=== PAGE TEXT ===
This will tell GUESS that you want two nodes: a blue one called foo at (0,0) and a red one called bar at (100,100).  Notice that you don’t have to quote things explicitly (strings versus numbers).  The system should figure that out for you (unless your string has a comma in which case you’ll want to put it in quotes). 

 

This pre-defined list is simply our choice on node properties that have a specific meaning to the visualization.  We may add more in the future (font sizes, colors, complex shape definitions, etc.), but this is the set for now.  Usually you will want to add extra attributes to the node definitions.  For example, you may want to have a department property or maybe a salary.  Unlike the pre-defined nodes you will need to tell GUESS what kind of property this is (string, integer, etc.).  We use standard SQL to define these aspects.  For example:

 

nodedef> name,style,dept VARCHAR(32),salary INT default 40000

foo,1,dept1,50000

bar,2,dept2,52000

 

This file tells GUESS that you want to have two user defined columns, dept (the department) and salary.  Notice that we can define a default salary so that any new nodes added after the load will take on the default value.  After running GUESS on this .gdf file you will have two nodes and be able to access these properties in the same way as the pre-defined ones.  For example, typing “foo.style” will return 1 and “foo.salary” will return 50000.

 

Edges are defined in a very similar way, the only required columns for edges are “node1” and “node2” which are the names of the two nodes you are connecting.  A simple example is something like:

 

nodedef> name

a

b

c

d

edgedef> node1,node2

a,b

a,c

a,d

 

Which defines a star network centered on node a.  It will look something like Figure 5. 

 

Edges, like nodes, can contain pre-defined and user-defined attributes in the definition lines.  Valid pre-defined edge properties are:

·         visible – a boolean indicating if the edge should be displayed (default: true)

·         color – a string, the default color of the node (default: “green”). 

·         weight – a double indicating the edge weight (default: 1, but not currently used for calculations)

·         width – double, node width (default: .3)

·         directed – boolean, indicating edge directionality (default: false, undirected/bidirected). If true, this will assume node1 is the source and node2 is the destination.

·         label – string, a label for the node in the visualization (default is the edge weight)

·         labelvisible – boolean, should we show the label? (default: false) 

 

 

One critical thing to note is that duplicated edges are not supported.  That is you can not create more than one edge of the same direction between two nodes.  At most you can have 3 edges between two nodes (a->b, b->a, and a-b).  Recall that a-b and a<->b are considered to be the same thing.  GUESS will try to remove duplicate edges (e.g. a->b and b<-a) for you (when loading the file), but sometimes this will fail and you will get an exception.  You can simulate this behavior by adding extra fields.

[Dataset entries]
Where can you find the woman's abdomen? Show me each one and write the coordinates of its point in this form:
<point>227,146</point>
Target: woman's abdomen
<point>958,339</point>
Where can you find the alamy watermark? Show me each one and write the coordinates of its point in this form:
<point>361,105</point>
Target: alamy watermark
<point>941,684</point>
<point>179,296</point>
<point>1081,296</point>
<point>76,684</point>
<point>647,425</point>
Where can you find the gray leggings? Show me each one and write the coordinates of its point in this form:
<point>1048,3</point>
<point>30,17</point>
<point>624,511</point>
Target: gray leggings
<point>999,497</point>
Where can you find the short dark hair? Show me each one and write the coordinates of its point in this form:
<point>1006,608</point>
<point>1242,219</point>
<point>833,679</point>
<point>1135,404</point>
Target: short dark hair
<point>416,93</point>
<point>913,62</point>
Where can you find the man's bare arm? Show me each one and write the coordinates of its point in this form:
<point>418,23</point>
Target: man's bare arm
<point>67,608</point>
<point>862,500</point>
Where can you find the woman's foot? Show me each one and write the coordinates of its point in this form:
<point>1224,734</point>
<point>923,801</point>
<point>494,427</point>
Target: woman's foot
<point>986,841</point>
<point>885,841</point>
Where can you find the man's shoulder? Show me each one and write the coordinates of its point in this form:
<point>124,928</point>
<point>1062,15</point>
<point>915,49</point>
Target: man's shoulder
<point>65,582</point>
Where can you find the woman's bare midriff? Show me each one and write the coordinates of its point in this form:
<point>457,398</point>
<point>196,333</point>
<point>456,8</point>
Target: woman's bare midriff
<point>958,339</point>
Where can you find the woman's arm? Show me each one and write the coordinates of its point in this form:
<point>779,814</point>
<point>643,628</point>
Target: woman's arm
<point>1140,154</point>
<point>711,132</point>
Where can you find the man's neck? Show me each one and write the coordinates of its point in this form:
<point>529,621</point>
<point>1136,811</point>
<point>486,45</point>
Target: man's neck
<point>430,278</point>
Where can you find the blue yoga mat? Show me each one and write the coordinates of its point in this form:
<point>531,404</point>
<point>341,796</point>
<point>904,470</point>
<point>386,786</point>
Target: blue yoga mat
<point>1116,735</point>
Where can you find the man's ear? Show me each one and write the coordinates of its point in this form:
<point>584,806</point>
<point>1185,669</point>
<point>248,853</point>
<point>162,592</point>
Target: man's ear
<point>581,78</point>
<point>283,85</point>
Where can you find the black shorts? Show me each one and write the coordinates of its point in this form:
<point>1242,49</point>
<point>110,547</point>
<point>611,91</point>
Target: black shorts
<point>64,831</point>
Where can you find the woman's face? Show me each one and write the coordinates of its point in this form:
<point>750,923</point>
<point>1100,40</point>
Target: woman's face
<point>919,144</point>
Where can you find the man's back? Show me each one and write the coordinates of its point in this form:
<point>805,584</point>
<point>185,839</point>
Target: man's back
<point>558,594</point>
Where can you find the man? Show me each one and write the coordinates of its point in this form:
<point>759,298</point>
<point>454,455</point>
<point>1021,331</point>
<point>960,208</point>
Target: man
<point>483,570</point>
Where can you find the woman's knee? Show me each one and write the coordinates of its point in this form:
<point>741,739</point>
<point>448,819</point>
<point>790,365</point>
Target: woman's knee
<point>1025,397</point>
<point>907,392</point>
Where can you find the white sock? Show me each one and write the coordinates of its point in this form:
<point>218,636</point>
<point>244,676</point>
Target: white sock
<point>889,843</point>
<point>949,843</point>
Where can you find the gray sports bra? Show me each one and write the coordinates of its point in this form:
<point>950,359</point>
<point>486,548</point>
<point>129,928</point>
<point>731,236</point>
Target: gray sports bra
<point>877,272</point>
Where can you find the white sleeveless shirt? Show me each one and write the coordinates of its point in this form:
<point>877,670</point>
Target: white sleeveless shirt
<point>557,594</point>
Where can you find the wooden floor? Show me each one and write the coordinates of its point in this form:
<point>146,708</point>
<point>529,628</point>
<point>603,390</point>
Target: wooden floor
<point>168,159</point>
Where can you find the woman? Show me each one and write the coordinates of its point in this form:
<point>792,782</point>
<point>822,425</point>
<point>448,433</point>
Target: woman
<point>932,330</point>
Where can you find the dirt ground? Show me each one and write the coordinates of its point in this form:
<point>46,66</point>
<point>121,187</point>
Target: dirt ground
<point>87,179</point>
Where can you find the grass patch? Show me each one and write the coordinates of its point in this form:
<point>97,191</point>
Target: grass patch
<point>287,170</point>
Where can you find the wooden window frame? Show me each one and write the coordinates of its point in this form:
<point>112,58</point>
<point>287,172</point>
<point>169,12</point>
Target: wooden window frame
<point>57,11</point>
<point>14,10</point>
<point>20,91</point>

=== TASKS AND EXERCISES ===
a. Summarize the text on the GUESS file format in two sentences.
b. Write the next part of the text on the GUESS file format, picking up after its last sentence.

=== ANSWERS TO THE EXERCISE ===
a. User-defined node attributes such as a department or salary must be given a type in standard SQL and can take a default value that applies to nodes added after the load. Edges need only the columns node1 and node2 and can carry pre-defined and user-defined attributes, but duplicated edges are not supported, so at most three edges can join two nodes (a->b, b->a, and a-b).

b.
Again, just as in the case of nodes, any user-defined edge attributes can be added by putting them on the edgedef line.  Extending our previous example:

 

nodedef> name,style,dept VARCHAR(32),salary INT default 40000

bob,1,dept1,50000

john,1,dept1,49000

alice,2,dept2,52000

edgedef> node1,node2,directed,relationship VARCHAR(32)

bob,alice,true,reports to

john,alice,true,reports to

bob,john,false,colleague of

 

Using something like this you will be able to say “(bob-john).relationship” in GUESS and get back “colleague of.”

4.1.1 Node Styles

 

As we described above there are a number of predefined nodes styles.  The following image shows these styles:

 

 

 

 

Node style 7 has its “image” field set to hplogo.jpg (a local file). It is also possible to “push” an image (a java object) to an image style node.  This allows you to create new images dynamically.  For example, CustomNodes.py in the scripts directory will generate an “aqua” style button for each node when convertAllToAqua() is called.  The result would look something like:

 

Finally, it is now possible to define your own polygon shapes for nodes.  By generating a style id (an integer > 100) and associating it with a Shape object in the shapeDB you will be able to create your own shapes.  For example, we can create diamond, triangle, or star shapes using the following code (also in shapetest.py):

 

from java.awt.geom import GeneralPath

from java.awt import Polygon

import jarray

 

xpoints = jarray.array((10,5,0,5),'i')

ypoints = jarray.array((5,10,5,0),'i')

diamond = Polygon(xpoints,ypoints,4);

shapeDB.addShape(104,diamond)

 

xpoints = jarray.array((55, 67, 109, 73, 83, 55, 27, 37, 1, 43),'i')

ypoints = jarray.array((0, 36, 36, 54, 96, 72, 96, 54, 36, 36),'i')

star = Polygon(xpoints,ypoints,10)

shapeDB.addShape(105,star)

 

triangle = GeneralPath()

triangle.moveTo(5,0)

triangle.lineTo(10,5)

triangle.lineTo(0,5)

triangle.lineTo(5,0)

shapeDB.addShape(106,triangle)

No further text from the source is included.